*Dataset excerpts*
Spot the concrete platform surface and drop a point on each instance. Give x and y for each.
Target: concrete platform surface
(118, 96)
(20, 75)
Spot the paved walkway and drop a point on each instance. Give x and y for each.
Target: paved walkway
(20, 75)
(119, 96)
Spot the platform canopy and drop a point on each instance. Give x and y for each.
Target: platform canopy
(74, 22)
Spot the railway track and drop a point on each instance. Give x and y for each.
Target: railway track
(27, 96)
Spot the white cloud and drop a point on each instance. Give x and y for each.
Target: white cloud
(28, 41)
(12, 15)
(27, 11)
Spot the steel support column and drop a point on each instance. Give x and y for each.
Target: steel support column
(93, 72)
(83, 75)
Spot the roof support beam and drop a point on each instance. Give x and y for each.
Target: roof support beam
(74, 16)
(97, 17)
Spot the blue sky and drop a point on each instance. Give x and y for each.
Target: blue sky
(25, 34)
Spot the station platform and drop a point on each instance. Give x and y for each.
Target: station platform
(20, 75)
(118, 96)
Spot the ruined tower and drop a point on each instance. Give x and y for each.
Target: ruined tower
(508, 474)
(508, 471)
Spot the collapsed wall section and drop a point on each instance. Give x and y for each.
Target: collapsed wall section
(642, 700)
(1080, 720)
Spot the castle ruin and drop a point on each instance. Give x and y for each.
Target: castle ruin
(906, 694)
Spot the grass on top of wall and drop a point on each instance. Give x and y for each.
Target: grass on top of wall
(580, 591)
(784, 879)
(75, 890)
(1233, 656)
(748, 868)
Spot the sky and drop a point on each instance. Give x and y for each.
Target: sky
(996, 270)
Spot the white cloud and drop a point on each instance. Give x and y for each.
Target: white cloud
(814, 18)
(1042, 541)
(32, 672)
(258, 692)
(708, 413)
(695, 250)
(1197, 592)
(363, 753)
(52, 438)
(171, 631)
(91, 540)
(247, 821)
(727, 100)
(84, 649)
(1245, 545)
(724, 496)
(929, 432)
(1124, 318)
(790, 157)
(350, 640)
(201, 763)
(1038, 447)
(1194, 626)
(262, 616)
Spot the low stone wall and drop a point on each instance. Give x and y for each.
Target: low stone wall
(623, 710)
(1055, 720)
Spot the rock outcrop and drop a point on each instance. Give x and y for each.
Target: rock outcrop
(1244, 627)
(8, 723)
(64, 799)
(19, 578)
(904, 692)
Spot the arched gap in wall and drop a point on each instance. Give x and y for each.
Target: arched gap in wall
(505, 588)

*What needs to be done*
Please return only the lines above, starting at the line that has "Spot the castle" and ending at the line that has "Spot the sky", keeping both and leaving each one unchanged.

*Answer to the exercise*
Spot the castle ruin and drop a point on each instance. Give x and y for each.
Target: castle ruin
(906, 694)
Spot the grass on top of wall and drop a point on each instance. Give x and y for each.
Target: grass on top of wall
(580, 591)
(784, 879)
(75, 890)
(1233, 656)
(748, 868)
Spot the sky and drop a point on each instance. Give x and y for each.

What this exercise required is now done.